Answer these questions about the PhyGenesis text:
(a) Which simulator is used to generate challenging driving scenarios?
(b) What two components make up PhyGenesis?
(c) Under what kind of trajectories does Table 2 present its evaluation?

:: EXCERPT ::
★ ★ ★
Video generation models have shown strong potential as world models for autonomous driving simulation. However, existing approaches are primarily trained on real-world driving datasets, which mostly contain natural and safe driving scenarios. As a result, current models often fail when conditioned on challenging or counterfactual trajectories - such as imperfect trajectories generated by simulators or planning systems - producing videos with severe physical inconsistencies and artifacts.
To address this limitation, we propose PhyGenesis, a world model designed to generate driving videos with high visual fidelity and strong physical consistency. Our framework consists of two key components: (1) a physical condition generator that transforms potentially invalid trajectory inputs into physically plausible conditions, and (2) a physics-enhanced video generator that produces high-fidelity multi-view driving videos under these conditions.
To effectively train these components, we construct a large-scale, physics-rich heterogeneous dataset. Specifically, in addition to real-world driving videos, we generate diverse challenging driving scenarios using the CARLA simulator, from which we derive supervision signals that guide the model to learn physically grounded dynamics under extreme conditions. This challenging-trajectory learning strategy enables trajectory correction and promotes physically consistent video generation. Extensive experiments demonstrate that PhyGenesis consistently outperforms state-of-the-art methods, especially on challenging trajectories.
Qualitative comparison of video generation under diverse trajectory conditions (front view of the multi-view outputs is shown). Prior methods (e.g., DiST-4D) exhibit artifacts and geometric distortions under physically challenging trajectories, whereas PhyGenesis preserves physical consistency and high visual fidelity.
PhyGenesis is a unified framework composed of a Physical Condition Generator and a Physics-Enhanced Video Generator. When presented with potentially physically-violating trajectories, the condition generator acts as a rectifier mapping them into valid physically consistent scenarios, avoiding unrealistic overlapping geometries. The rectified layouts, guided by textual and visual conditions, are then fed into a sequence of modified spatial-temporal blocks, capturing real-world dynamics and generating high-fidelity visual outputs, successfully simulating extreme driving scenarios.
We visually compare PhyGenesis with DiST-4D under various challenging and counterfactual driving configurations. When faced with invalid or extreme planning inputs (e.g., ego collision, off-road inputs, nearby accidents), previous state-of-the-art models suffer from missing actors, geometric deformations, or background collapse. Our physical condition generator reliably corrects anomalous situations, ensuring that the Physics-Enhanced Video Generator maintains highly realistic global consistency.
We visually compare PhyGenesis with the highly competitive baseline MagicDriveV2 under various realistic and challenging driving events.
The Physical Condition Generator effectively rectifies unfeasible or challenging spatial layout conditions into a valid structure suitable for generation, thereby significantly extending the ability to model boundary configurations safely.
By exploiting the CARLA simulation to learn varied geometric and appearance features, our model can tackle long-tail physical phenomena without visual collapse. Incorporating structured heterogeneous datasets acts directly to improve physical realism.
Extensive experiments demonstrate that PhyGenesis achieves state-of-the-art results compared directly with multiple competitive approaches on both multi-view and single-view generation configurations, evaluating against FID, FVD, and physical consistency collision evaluation metrics.
Table 1 presents the evaluation under 2D trajectory inputs. The Carla ego and Carla adv settings involve challenging, physics-violating trajectory inputs. This table compares the overall robustness and performance of the entire framework.
Table 2 presents the evaluation under Ground Truth (GT) trajectories, fully comparing the fundamental capabilities of the video generation models themselves without input trajectory errors.
★ ★ ★
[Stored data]
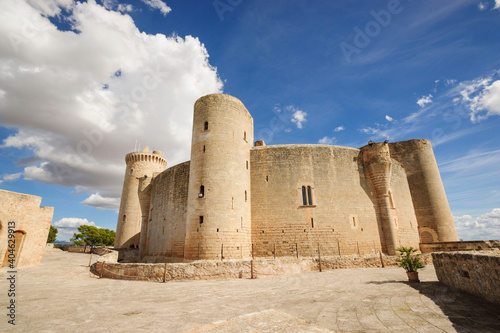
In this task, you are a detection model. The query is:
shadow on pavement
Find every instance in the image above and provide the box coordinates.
[369,281,500,333]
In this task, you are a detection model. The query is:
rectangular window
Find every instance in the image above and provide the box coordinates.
[302,186,307,206]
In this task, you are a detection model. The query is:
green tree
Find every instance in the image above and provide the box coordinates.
[396,246,424,272]
[47,226,57,243]
[71,225,115,252]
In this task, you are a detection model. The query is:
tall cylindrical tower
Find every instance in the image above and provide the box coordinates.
[115,146,167,249]
[361,143,398,255]
[184,94,253,260]
[390,139,458,243]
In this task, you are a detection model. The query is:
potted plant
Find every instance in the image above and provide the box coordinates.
[396,246,424,282]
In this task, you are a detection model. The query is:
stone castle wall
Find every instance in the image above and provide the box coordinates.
[90,255,432,282]
[115,94,457,262]
[432,250,500,304]
[143,162,190,258]
[251,145,419,257]
[0,190,54,267]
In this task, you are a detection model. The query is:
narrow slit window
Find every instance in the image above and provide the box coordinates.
[389,191,396,209]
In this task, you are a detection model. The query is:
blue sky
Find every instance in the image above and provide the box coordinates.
[0,0,500,239]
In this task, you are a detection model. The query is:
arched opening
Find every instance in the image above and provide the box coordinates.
[2,230,26,267]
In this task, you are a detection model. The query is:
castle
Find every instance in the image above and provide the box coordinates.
[115,94,458,262]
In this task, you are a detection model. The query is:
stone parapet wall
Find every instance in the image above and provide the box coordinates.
[91,255,432,282]
[432,249,500,304]
[420,240,500,253]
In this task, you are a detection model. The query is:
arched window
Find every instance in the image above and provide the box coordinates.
[302,186,313,206]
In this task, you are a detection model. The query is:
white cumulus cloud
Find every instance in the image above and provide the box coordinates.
[0,0,223,207]
[3,172,23,182]
[81,193,120,209]
[458,77,500,122]
[318,136,337,145]
[334,126,345,132]
[286,106,307,129]
[141,0,172,16]
[52,217,96,228]
[417,94,432,108]
[453,208,500,240]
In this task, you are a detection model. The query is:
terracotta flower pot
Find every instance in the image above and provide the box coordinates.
[406,272,420,282]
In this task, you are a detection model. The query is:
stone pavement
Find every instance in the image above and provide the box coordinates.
[0,251,500,333]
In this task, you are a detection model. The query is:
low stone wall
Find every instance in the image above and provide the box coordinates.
[113,249,139,263]
[91,255,432,282]
[432,250,500,304]
[420,240,500,253]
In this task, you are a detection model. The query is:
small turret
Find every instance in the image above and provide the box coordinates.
[115,146,167,249]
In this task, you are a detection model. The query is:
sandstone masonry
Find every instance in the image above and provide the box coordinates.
[115,94,458,262]
[0,190,54,267]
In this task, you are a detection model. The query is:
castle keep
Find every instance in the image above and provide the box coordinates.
[115,94,458,262]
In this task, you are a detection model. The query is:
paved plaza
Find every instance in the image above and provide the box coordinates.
[0,250,500,333]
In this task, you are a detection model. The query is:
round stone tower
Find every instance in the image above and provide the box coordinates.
[184,94,253,260]
[361,143,398,255]
[115,146,167,249]
[389,139,458,243]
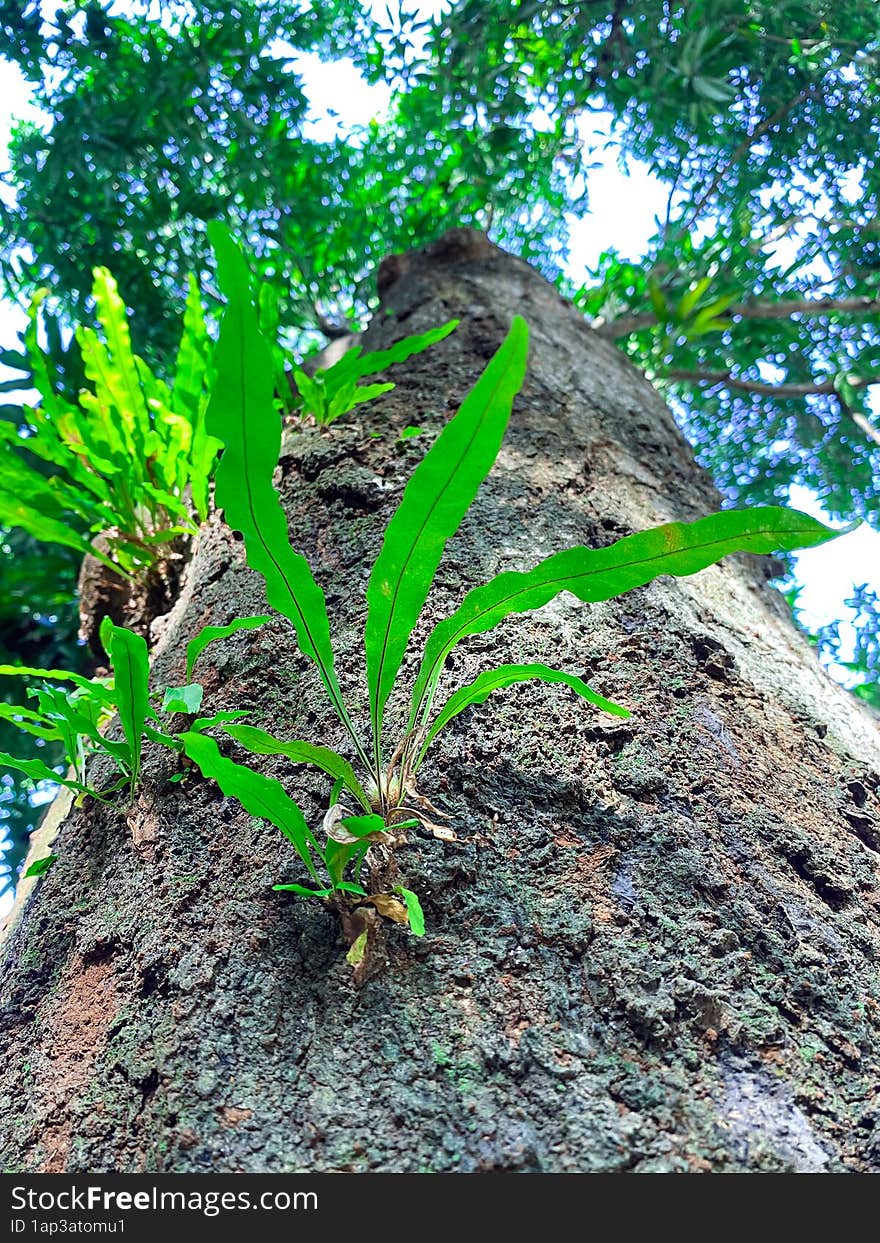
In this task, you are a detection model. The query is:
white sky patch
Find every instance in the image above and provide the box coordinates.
[272,40,392,143]
[791,485,880,630]
[0,9,880,909]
★ ★ ★
:: RESPONSE AREA ::
(a) CARLA.
(b) A physical condition generator and a physics-enhanced video generator.
(c) Ground Truth (GT) trajectories.